● **Description of the task**:
Give back the line that contains "# for every instance of the bare" and every following line, exactly as they appear, through the end of the data.

*** Dataset records ***

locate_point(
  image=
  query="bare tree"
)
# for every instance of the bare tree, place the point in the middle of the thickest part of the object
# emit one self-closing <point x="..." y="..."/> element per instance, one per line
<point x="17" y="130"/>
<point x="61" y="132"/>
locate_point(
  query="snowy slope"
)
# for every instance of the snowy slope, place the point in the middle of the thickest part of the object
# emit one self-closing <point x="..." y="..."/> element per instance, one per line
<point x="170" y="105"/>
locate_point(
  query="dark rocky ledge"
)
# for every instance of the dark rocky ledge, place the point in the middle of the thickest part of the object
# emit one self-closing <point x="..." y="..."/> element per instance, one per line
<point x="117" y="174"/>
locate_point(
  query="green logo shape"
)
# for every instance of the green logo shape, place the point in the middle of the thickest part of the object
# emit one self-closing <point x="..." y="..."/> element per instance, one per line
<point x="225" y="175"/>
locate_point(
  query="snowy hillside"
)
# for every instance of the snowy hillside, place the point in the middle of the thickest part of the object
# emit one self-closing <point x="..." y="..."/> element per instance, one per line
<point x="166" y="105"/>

***

● **Exercise output**:
# for every instance of the bare tree, place the point in the middle of the thickest part of the object
# emit one self-closing <point x="..." y="..."/> element per instance, one per line
<point x="17" y="130"/>
<point x="61" y="132"/>
locate_point(
  query="snowy slope"
)
# for every instance of the snowy slope, place the point in the middle of the thickest part of the object
# emit one self-closing <point x="..." y="..."/> element per instance, one per line
<point x="170" y="105"/>
locate_point(
  query="dark rocky ledge"
)
# for every instance of the dark rocky ledge, place the point in the middle of the thickest part of the object
# emit one self-closing <point x="..." y="..."/> element per instance, one per line
<point x="117" y="174"/>
locate_point(
  query="green logo shape"
)
# for every instance of the green logo shape, place the point in the middle of the thickest part of the object
# emit one self-closing <point x="..." y="..."/> element per instance, one per line
<point x="225" y="175"/>
locate_point(
  query="snowy hillside"
)
# for every instance of the snowy hillside, place the point in the middle of the thickest part of the object
# emit one self-closing <point x="..." y="..."/> element per instance, one per line
<point x="166" y="105"/>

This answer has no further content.